◆ **What you will do**
Reproduce every one of the records below word for word, with no changes.

◆ **Record extracts**
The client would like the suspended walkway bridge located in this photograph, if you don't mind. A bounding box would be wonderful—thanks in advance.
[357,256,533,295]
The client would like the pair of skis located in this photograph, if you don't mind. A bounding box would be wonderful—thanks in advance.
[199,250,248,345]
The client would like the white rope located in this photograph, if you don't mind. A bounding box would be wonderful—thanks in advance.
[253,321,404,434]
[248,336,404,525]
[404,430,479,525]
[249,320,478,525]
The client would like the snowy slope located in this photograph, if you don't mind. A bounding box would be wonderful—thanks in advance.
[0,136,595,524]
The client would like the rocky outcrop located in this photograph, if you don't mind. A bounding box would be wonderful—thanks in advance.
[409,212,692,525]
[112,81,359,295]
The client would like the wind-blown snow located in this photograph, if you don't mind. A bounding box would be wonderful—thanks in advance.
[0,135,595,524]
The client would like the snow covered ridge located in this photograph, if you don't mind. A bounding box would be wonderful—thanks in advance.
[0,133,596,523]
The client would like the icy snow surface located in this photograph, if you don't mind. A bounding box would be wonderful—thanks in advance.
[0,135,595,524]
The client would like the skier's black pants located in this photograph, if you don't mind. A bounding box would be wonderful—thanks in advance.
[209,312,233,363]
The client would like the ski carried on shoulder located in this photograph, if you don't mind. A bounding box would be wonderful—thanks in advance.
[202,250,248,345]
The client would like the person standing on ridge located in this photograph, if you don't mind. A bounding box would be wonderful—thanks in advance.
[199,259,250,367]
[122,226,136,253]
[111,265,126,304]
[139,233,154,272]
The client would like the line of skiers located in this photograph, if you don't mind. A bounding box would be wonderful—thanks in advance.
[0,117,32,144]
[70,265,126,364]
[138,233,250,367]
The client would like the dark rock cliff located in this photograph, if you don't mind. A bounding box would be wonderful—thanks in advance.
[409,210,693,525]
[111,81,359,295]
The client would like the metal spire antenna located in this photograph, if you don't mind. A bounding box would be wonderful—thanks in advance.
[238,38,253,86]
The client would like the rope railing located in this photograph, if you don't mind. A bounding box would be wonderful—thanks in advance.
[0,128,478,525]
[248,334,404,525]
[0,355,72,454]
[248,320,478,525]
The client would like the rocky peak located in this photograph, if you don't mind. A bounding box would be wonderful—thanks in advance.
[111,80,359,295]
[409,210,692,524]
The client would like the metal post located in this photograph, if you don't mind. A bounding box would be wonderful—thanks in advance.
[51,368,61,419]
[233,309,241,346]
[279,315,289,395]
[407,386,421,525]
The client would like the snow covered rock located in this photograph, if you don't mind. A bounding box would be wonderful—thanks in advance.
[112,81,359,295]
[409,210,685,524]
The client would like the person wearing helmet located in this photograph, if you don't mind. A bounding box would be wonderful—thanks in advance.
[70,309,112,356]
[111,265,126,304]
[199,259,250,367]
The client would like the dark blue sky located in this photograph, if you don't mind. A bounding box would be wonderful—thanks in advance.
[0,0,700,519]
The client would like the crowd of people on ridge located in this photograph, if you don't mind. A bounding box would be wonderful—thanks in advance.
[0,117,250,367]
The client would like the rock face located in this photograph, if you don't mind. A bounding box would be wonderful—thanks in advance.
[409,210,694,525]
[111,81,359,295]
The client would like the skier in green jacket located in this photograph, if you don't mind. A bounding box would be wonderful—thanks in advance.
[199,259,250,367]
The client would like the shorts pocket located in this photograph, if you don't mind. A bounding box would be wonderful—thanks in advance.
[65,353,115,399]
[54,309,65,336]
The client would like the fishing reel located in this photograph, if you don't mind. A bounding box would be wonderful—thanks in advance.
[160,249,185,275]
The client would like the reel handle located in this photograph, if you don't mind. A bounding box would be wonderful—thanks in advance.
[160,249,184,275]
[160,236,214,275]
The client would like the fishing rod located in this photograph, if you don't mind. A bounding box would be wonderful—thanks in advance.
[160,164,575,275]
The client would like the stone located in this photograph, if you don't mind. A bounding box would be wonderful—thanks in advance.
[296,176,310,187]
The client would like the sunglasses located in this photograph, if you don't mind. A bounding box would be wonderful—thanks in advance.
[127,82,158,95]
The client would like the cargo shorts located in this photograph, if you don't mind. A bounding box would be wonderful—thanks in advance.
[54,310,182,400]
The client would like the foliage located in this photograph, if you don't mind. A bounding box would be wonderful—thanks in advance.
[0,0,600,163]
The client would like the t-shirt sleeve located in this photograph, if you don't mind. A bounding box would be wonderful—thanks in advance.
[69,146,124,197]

◆ **Right answer**
The client would like the suspended walkway bridge located in this photograph, if you don't mind. A bounding box would be wonderful—thanks in advance.
[357,256,533,295]
The client would like the pair of skis located in this photograph, if you don't mind. A bounding box would be wonderful—thanks in advance.
[199,250,248,345]
The client would like the white rope located in this photograph, if you don't mind. A bounding box would be wonderful—thanks in advance.
[253,321,404,434]
[248,336,404,525]
[404,430,479,525]
[249,320,478,525]
The client would like the snowy slope located in this photograph, if you don't mind. A bounding box would be wonderful—thanks in advance.
[0,136,595,524]
The client would like the rocky outcrop located in this photograph, if you don't mind. A bounding box would be wonderful—thanks in advance.
[409,212,692,525]
[112,81,359,295]
The client would like the wind-blown snow located in this photograph, if you don't mind. A bounding box would be wonderful—thanks in advance.
[0,135,595,524]
The client would like the snow covered ridge located in this photograph, if you don't mind. A bounding box would be wonderful—thanks in advance.
[0,133,596,523]
The client would like the icy snow surface located in this photograph, if you don't mind. A bounding box would be wonderful—thanks in advance.
[0,135,595,524]
The client would like the skier's black pants located in this photograph, if you don't mind. A bounding box would be wonderful—thanks in advance.
[209,312,233,363]
The client would like the ski carried on shoulder located in this photograph, if you don't mind. A bounding box would be wonderful—thanks in advance.
[202,250,248,345]
The client would like the person standing on ridge located in this photograph, if you don't mind. A bounding box would be wonderful—thanks in advance.
[199,259,250,367]
[122,226,136,253]
[111,265,126,304]
[139,233,154,272]
The client would like the line of skiers located in this photograph, if you don't mind. A bounding box would be wonderful—thanks in advance.
[0,117,32,144]
[70,265,126,364]
[138,233,250,367]
The client would like the dark rock cliff located in this photograph, if you don't mind. A bounding box would be wonderful—thanks in advance.
[409,210,693,525]
[111,81,359,295]
The client would like the metal spire antenna located in this photograph, if you don't mind. A bounding box would be wonderful—thanks in advance.
[238,38,253,86]
The client would like the rope railing located in this photograph, if you don't mind. A bounding box would be wonderful—thanks in advance.
[0,128,478,525]
[248,334,404,525]
[0,355,72,454]
[248,320,478,525]
The client would like the rocky peak located in this photograph, if you don't mind. A bounding box would be wonderful—thanks in advance.
[111,80,359,295]
[409,210,692,524]
The client would like the metal post located in this photograph, if you don't mind. A bounding box would be wonderful—thanks in advance.
[51,368,61,419]
[233,309,241,346]
[279,315,289,395]
[407,386,421,525]
The client would like the snow covered rock located in this photograph, if you don't mind. A bounding box would be wonderful—thanks in advance.
[112,81,359,295]
[409,210,685,524]
The client would like the person wearing helmet located in this photograph, if you don't mind. A bounding box would be wonderful—thanks in advance.
[70,309,112,356]
[111,265,126,304]
[199,259,250,367]
The client would like the dark blue sky located in this photograph, if you don't mind. A bounding box would be wonderful—thanks in advance.
[0,0,700,519]
The client would like the crowd of people on ridge located in this photograph, if you don't mind. A bounding box would be wonderful—thanks in advance.
[0,117,250,367]
The client would like the rock face located in this photograph, if you don't mind. A bounding box would be wonderful—thanks in advance.
[409,210,694,525]
[111,81,359,295]
The client would like the skier in green jacket located in this photograph, if you don't mind. A bounding box would be wonderful—thanks in advance.
[199,259,250,367]
The client would like the shorts pocket located in this photograph, if you don't mind. A bounding box would be wonderful—thanks in advance.
[65,353,115,399]
[54,309,65,336]
The client would like the fishing reel located in this photograph, if you don't mind. A bounding box would be wonderful—thanks in advance.
[160,249,185,275]
The client would like the reel handle located in this photograph, if you don't mind. A bounding box would be wonderful—thanks in advance.
[160,249,184,275]
[160,236,214,275]
The client would like the fishing rod located in this photograph, if you don't mind. A bounding box would be wonderful—thanks in advance.
[160,164,575,275]
The client would like the stone located in this photograph, if you don't mind. A bounding box would be wonderful—thanks in advance.
[296,176,310,187]
The client would like the sunglasses located in this photograph, if you don't mind. A bounding box would be wonderful—thanks in advance.
[127,82,158,95]
The client would like the cargo shorts located in this photograph, if you don't mind. A bounding box would be wonderful—thanks in advance.
[54,310,182,400]
The client would like the foliage located in this photograph, if you don't mind. A bounding box would be wonderful—thanks in advance.
[0,0,600,163]
The client would like the t-shirt sleeve located in this photograph, if you don't mind. A bounding box would be wonderful—thanks in advance.
[69,146,124,197]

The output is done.